◆ WRITTEN EXERCISE: Select every line in the listing below that contains the string "candelabra", and copy each one out.

◆ SUPPLIED RECORDS:
— BEGIN —

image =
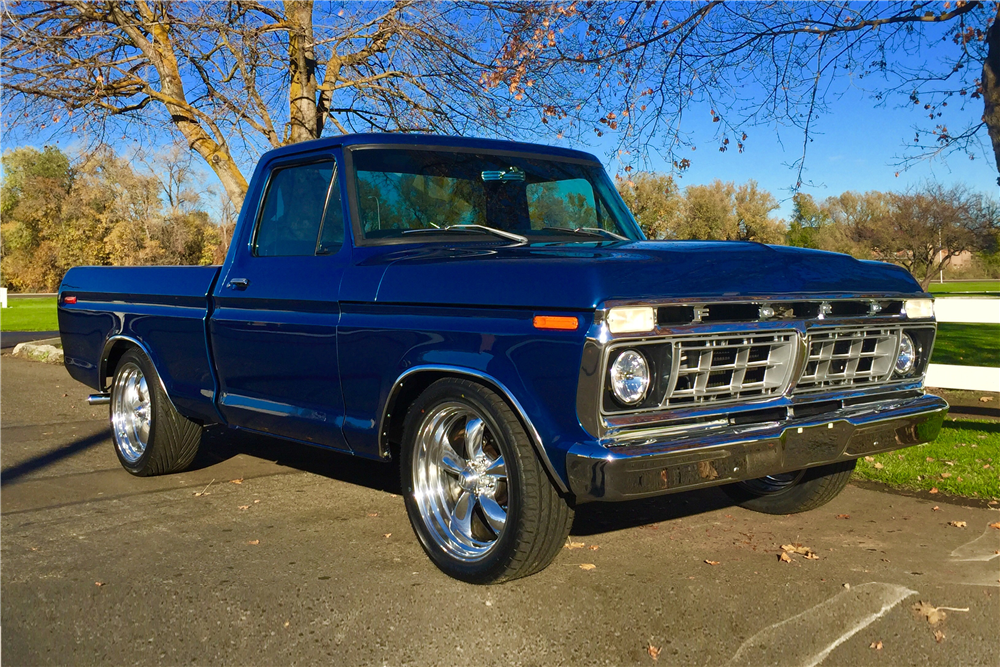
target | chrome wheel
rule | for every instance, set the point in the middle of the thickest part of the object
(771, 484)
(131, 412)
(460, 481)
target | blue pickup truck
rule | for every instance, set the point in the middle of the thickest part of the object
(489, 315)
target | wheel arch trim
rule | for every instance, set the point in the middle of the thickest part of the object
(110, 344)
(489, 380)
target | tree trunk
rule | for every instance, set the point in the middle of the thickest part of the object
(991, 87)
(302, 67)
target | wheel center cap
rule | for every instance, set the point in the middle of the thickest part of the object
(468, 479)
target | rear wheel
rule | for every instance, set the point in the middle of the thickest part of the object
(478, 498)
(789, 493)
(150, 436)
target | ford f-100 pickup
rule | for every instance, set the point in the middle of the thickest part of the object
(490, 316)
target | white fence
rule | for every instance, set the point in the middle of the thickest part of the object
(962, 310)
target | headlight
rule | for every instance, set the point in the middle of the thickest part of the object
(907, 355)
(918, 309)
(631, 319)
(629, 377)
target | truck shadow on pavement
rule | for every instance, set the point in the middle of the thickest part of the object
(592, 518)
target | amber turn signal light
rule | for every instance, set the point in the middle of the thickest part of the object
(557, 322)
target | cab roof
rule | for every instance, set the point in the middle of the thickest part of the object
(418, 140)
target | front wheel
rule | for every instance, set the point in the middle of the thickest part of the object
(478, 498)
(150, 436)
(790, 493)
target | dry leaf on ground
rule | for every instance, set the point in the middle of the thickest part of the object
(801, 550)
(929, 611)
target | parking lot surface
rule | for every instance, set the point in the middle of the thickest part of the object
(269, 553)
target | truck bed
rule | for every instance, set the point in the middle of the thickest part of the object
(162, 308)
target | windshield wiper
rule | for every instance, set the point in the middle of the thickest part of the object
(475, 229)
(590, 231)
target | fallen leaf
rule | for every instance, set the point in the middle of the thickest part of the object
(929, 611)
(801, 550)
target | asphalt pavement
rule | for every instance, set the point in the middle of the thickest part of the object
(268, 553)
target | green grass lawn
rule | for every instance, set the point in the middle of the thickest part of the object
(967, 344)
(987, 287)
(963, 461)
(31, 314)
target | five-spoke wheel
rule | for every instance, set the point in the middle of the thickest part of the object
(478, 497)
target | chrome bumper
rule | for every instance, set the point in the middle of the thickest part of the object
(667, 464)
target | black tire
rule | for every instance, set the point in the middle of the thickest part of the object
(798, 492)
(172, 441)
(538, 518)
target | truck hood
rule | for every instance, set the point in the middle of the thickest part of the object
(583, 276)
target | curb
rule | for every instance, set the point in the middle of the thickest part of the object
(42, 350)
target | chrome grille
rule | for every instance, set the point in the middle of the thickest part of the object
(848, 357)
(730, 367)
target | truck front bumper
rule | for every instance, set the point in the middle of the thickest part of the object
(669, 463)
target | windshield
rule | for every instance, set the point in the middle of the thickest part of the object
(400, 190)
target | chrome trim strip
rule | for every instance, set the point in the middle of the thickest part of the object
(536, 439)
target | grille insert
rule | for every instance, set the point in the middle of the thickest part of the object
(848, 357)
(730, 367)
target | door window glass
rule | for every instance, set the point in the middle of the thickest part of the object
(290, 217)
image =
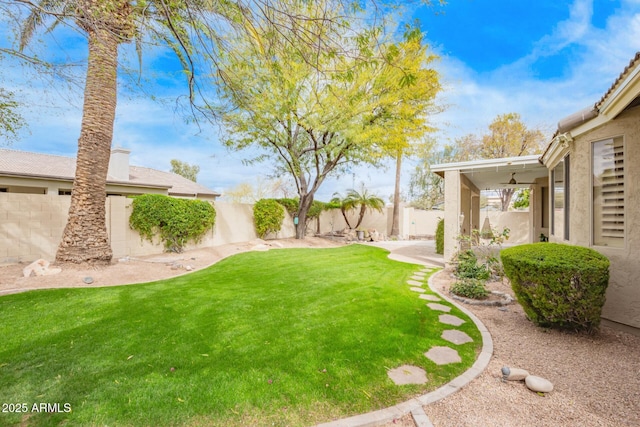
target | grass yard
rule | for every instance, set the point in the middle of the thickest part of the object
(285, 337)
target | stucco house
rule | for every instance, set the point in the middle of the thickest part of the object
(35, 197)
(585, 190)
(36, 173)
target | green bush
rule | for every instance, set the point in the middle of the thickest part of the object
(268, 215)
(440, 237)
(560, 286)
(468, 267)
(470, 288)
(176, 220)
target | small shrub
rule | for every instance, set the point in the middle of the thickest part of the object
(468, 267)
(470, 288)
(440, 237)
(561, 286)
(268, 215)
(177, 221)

— END —
— BEGIN —

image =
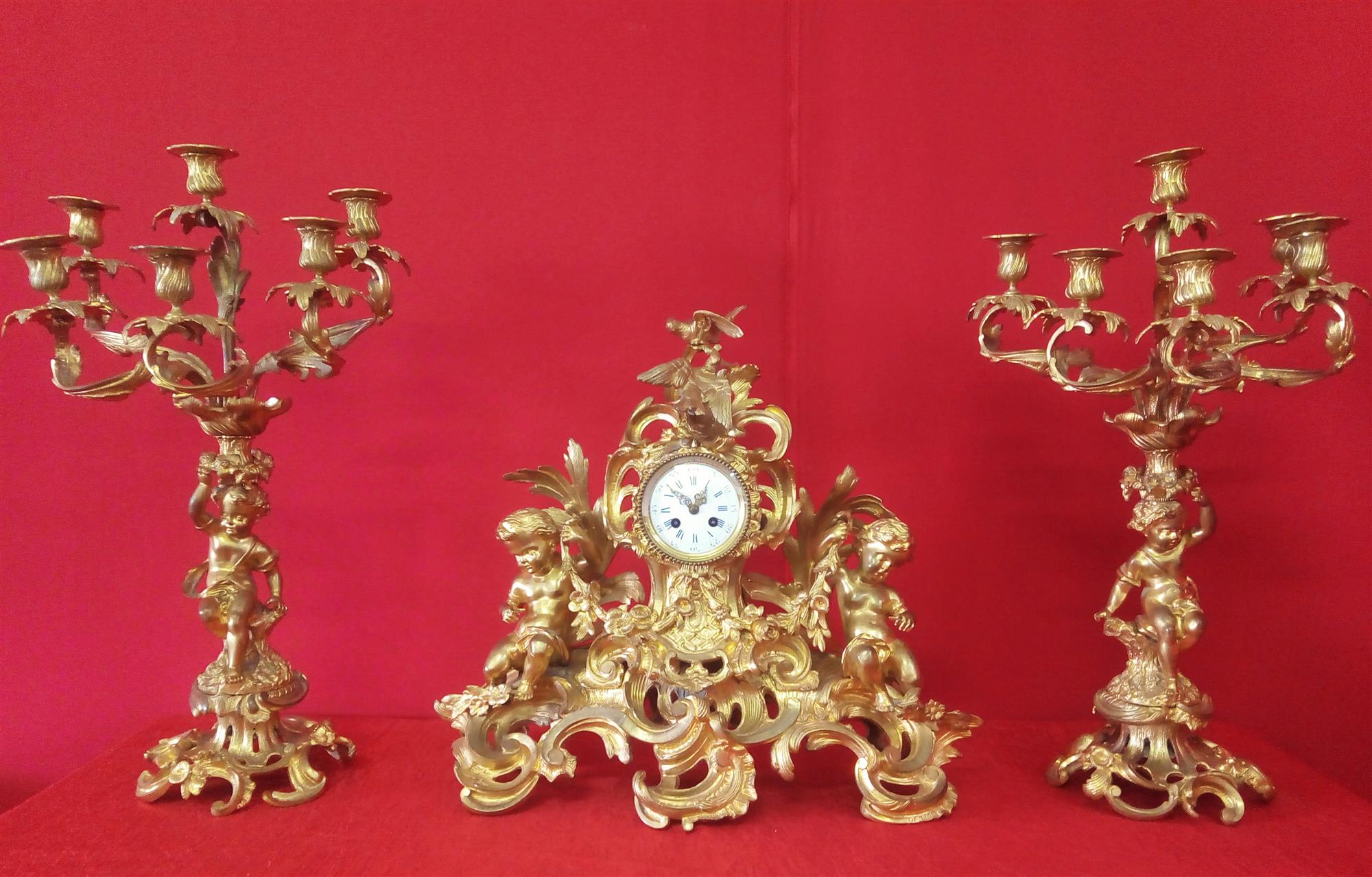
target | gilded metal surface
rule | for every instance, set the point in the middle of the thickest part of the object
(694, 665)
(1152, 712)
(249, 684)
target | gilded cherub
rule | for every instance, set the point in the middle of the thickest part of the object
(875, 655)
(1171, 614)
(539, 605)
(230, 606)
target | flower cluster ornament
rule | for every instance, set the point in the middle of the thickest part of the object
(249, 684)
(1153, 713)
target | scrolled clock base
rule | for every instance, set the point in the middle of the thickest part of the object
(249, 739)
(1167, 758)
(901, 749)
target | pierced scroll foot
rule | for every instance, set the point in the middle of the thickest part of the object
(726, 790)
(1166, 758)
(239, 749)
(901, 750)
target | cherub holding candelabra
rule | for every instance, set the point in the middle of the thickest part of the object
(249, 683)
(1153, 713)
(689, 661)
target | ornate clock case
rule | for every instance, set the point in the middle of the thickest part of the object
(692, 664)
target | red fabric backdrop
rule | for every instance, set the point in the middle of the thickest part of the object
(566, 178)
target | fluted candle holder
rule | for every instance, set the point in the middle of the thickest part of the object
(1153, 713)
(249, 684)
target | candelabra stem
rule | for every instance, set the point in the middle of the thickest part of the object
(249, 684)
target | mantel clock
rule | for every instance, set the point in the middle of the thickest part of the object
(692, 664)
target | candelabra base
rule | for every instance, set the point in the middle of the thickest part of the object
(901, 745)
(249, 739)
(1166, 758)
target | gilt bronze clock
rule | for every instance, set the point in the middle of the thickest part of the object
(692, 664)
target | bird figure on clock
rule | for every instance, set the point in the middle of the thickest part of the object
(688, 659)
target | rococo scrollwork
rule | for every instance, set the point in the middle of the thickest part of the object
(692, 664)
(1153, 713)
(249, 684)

— END —

◆ TASK OUTPUT:
target | cherub holding candelabra
target | candelabra stem
target | candelabra base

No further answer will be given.